Can the data below be echoed back word for word?

• • • •

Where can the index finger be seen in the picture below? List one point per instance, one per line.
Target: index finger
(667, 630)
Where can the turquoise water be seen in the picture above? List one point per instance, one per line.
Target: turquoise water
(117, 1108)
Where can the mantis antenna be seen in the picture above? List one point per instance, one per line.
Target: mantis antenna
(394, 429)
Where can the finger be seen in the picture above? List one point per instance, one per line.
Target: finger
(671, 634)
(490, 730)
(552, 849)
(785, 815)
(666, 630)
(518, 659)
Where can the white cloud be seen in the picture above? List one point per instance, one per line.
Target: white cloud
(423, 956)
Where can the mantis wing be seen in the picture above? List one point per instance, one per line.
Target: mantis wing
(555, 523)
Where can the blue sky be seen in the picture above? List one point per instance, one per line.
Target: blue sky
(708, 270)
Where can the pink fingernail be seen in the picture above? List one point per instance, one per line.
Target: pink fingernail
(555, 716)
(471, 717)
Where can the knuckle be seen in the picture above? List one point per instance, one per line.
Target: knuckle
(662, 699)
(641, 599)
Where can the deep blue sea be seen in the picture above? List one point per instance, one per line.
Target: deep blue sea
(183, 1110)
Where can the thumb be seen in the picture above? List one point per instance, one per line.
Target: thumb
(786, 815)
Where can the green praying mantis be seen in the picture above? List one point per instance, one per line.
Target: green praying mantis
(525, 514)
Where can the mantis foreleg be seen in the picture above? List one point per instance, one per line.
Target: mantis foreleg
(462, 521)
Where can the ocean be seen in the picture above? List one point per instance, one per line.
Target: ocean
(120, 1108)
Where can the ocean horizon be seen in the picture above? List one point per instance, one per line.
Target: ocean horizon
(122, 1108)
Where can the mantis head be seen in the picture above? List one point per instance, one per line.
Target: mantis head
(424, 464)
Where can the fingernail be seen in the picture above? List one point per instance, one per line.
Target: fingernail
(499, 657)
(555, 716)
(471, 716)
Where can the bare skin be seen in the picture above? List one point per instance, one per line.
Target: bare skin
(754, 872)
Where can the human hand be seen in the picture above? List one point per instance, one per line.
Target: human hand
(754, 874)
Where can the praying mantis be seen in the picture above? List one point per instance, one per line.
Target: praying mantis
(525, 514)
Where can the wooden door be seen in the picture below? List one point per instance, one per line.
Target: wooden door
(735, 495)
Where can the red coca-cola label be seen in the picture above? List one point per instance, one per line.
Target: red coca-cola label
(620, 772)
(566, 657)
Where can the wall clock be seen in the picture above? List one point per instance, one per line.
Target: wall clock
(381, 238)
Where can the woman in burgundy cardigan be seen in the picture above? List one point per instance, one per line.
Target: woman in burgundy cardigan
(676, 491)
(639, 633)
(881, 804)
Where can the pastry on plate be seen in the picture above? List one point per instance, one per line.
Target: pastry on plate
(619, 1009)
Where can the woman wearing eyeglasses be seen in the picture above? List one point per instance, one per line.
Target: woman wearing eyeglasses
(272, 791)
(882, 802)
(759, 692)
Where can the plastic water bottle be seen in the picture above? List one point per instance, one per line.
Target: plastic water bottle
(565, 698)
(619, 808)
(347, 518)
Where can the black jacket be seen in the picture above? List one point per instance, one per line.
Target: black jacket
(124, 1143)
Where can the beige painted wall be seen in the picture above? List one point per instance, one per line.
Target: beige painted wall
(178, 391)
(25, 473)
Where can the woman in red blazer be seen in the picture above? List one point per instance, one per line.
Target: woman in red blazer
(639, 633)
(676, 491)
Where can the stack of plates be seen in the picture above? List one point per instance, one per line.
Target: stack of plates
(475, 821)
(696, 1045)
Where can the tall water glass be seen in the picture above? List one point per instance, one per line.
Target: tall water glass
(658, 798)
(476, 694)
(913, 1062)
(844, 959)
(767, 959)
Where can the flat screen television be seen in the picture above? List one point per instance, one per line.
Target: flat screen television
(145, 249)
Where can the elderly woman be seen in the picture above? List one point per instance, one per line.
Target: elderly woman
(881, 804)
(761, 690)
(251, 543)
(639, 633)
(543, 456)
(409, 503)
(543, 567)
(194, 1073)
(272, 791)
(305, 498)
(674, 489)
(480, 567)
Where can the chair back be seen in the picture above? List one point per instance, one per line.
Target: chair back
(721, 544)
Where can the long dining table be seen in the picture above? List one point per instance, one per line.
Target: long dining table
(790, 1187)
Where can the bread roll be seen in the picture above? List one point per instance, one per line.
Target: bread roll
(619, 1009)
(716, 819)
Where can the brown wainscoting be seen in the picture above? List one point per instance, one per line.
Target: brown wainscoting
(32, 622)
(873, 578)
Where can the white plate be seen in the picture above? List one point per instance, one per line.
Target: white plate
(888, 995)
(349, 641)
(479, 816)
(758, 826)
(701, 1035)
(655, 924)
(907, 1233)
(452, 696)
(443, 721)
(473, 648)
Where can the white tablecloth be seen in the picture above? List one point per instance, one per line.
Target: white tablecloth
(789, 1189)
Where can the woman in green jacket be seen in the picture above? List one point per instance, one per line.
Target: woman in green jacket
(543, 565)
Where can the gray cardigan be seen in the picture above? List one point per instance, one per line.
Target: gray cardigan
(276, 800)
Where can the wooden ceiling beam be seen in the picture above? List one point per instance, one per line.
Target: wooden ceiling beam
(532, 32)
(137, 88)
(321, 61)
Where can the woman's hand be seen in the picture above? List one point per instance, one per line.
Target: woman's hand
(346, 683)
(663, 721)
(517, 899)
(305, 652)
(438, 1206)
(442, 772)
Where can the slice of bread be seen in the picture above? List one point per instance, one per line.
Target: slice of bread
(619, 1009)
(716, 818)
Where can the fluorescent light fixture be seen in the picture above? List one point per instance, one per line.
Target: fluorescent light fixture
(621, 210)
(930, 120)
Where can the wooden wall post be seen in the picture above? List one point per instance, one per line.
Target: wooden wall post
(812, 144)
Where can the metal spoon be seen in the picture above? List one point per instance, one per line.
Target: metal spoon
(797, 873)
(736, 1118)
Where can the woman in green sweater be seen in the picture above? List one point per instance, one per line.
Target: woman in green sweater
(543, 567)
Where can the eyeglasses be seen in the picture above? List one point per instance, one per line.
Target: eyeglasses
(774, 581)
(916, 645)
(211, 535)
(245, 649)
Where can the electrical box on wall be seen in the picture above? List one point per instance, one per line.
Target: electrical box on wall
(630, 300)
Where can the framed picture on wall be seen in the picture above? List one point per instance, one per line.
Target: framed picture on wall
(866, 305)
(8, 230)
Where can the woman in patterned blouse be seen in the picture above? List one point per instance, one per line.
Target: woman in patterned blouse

• • • •

▶ **Written solution**
Where can the index finger be seen in the picture below? List one point per instance, one per line.
Target: index finger
(667, 630)
Where can the turquoise water be seen in the picture above? List one point per instance, one per line.
Target: turquoise water
(117, 1108)
Where can the mantis antenna be seen in the picture above? List one point per instance, one per line.
Target: mantis antenna
(394, 429)
Where can the finger be seen in the picture above? List one point per instance, one per line.
Target: finger
(671, 634)
(490, 730)
(552, 849)
(785, 815)
(666, 630)
(518, 659)
Where can the white cloud be seen in the picture above? List one point per instance, one per line.
Target: white cloud
(423, 956)
Where can the mantis wing be seen in the picture above? List one point per instance, one per line.
Target: mantis wing
(555, 523)
Where can the blue sky be seen in the picture above? List one point per instance, one per line.
Target: blue sky
(708, 270)
Where can the pink fingernail be seen in the picture above? List one point per instance, one per line.
Target: pink fingernail
(555, 716)
(471, 717)
Where can the knuckle be seen in the picture above? List one point per instance, one per line.
Target: knuckle
(662, 699)
(641, 599)
Where can the deep blue sea be seen in the picture above? List one point per instance, one per line.
Target: deep blue sea
(183, 1110)
Where can the thumb be seen in the picture above? List one point per instance, one per line.
Target: thumb
(786, 815)
Where can the green praying mantis be seen in the picture above? List one point per instance, one per line.
Target: green praying mantis
(525, 514)
Where can the mantis foreleg be seen in the picture above? List one point per instance, one per line.
Target: mantis foreleg
(462, 521)
Where can the ocean be seen in the picture above? List one point per instance, one per line.
Target: ocean
(120, 1108)
Where can the ocean horizon be seen in the picture above? List one point per instance, one per line.
Target: ocean horizon
(122, 1108)
Where can the mantis head be seen in the picture above? List one point per instance, one per line.
Target: mantis head
(424, 464)
Where can the fingernail be seen in the picture above? List one point per instance, one per line.
Target: fingernail
(499, 657)
(555, 716)
(471, 716)
Where can the bare skin be seen in the picture above? List one point per instance, one per line.
Target: bare skin
(754, 872)
Where can the human hand be seen in the picture above? List one point per instance, one per line.
Target: human hand
(754, 874)
Where can the praying mantis be seen in the picture above? List one point per instance, one per line.
Target: praying mantis
(525, 514)
Where can the wooden door be seen in the picture below? List one point per instance, one per line.
Target: wooden door
(735, 495)
Where can the red coca-cola label be seen in the picture above? List one point per instance, one per line.
Target: red coca-cola label
(620, 772)
(566, 657)
Where can the wall clock be seen in the picture above? List one point per instance, one per line.
Target: wall clock
(381, 238)
Where can the woman in burgundy cardigan be seen in the picture above? List one point per instance, one per line.
Target: woman in burgundy cardigan
(676, 491)
(639, 633)
(881, 804)
Where can the pastry on plate be seen in the picture above? List one point per instance, one per line.
Target: pastry on plate
(619, 1009)
Where can the woman wearing eyeglasses be seen in the picture above? List one point per instance, one per line.
Target: woman wearing eyeglasses
(272, 791)
(882, 802)
(759, 692)
Where can the plastic water bottle be seen in the picture above? List one point per instance, one per line.
Target: plastic water bottle
(565, 698)
(619, 808)
(347, 518)
Where can the black jacket be seen in the picture above? List one point per instance, one per line.
Target: black jacket
(124, 1143)
Where can the beige painted wall be seen in the picture above? List one point per instance, one per line.
Target: beige painted wall
(178, 391)
(25, 473)
Where can the woman in red blazer be seen in the picture above? List one point per instance, one per line.
Target: woman in red blazer
(639, 633)
(676, 491)
Where can the stack of plates be seen in the picture above? List one point per instance, one per line.
Target: stack of plates
(475, 821)
(696, 1045)
Where can the tall water glass be seen in the picture above? List one point per instance, one per line.
Target: tall water glass
(658, 798)
(476, 694)
(913, 1062)
(844, 959)
(767, 959)
Where can the flat screen television be seen in the picture above? List one point per instance, one per line.
Target: flat screen television
(145, 249)
Where can the elderly woman be seen in the picture above? List one point per instance, one per line.
Target: elderly woman
(881, 804)
(761, 690)
(251, 543)
(639, 633)
(543, 456)
(409, 503)
(543, 567)
(194, 1073)
(272, 791)
(305, 498)
(674, 489)
(480, 567)
Where can the chair back be seen in the picture above? List one point per instance, one per line.
Target: chair back
(721, 544)
Where can the long dining table be seen in the picture above? List one point per instance, one per line.
Target: long dining table
(790, 1187)
Where can the bread roll be seen in the picture above? List one point per instance, one per line.
Target: bread roll
(619, 1009)
(716, 819)
Where can the brown wainscoting be seen in the picture above? List one point per instance, one per line.
Target: brown wainscoting
(32, 622)
(873, 578)
Where can the white plate be seen in the picture above? List one point per instance, one per line.
Target: white plate
(888, 995)
(349, 641)
(479, 816)
(758, 826)
(701, 1035)
(655, 924)
(907, 1233)
(452, 696)
(443, 721)
(473, 648)
Where can the white tablecloth be seen in the picture above? List one point per instance, one per line.
Target: white tablecloth
(789, 1189)
Where can the woman in green jacket be seen in the picture above? List one point per instance, one per line.
Target: woman in green jacket
(543, 565)
Where can the gray cardigan be seen in the picture above? List one point per instance, one per line.
Target: gray cardigan
(276, 800)
Where can the wooden ceiling beam be seen in the picture above? List one point per instance, one per line.
Target: wooden ceiling beam
(532, 32)
(137, 88)
(321, 61)
Where can the woman's hand be seen in the picture above? List one point per instance, one per line.
Target: woman's hand
(346, 683)
(663, 721)
(517, 899)
(305, 652)
(438, 1206)
(442, 772)
Where can the slice of bread be seen in the picture above? List one point per instance, one per line.
Target: slice of bread
(619, 1009)
(716, 818)
Where can the fluorescent light fixture be seen in the picture above? List one point per instance, one per line.
Target: fluorescent light fixture
(621, 210)
(930, 120)
Where can the wooden wall post be seen in the picture above? List one point per instance, one per line.
Target: wooden wall post
(812, 144)
Where can the metal spoon be seen in the picture above? List one point per instance, one per line.
Target: metal spoon
(797, 873)
(736, 1118)
Where can the woman in green sweater be seen in the picture above? List one point per instance, one per line.
Target: woman in green sweater
(543, 567)
Where can the eyeglasses be seen in the picture above? List one point per instance, one per line.
Target: eyeglasses
(774, 581)
(916, 645)
(211, 535)
(245, 649)
Where can the electrical box on wall be seen in the picture above? List one point per instance, one per line.
Target: electrical box on wall
(630, 300)
Where can the framed picture on wall be seen in the picture above? List one point per instance, one per line.
Target: framed picture on wall
(866, 305)
(8, 230)
Where can the woman in patterned blouse be seen in the picture above? List one point per instance, one per line.
Target: woman in patterned blouse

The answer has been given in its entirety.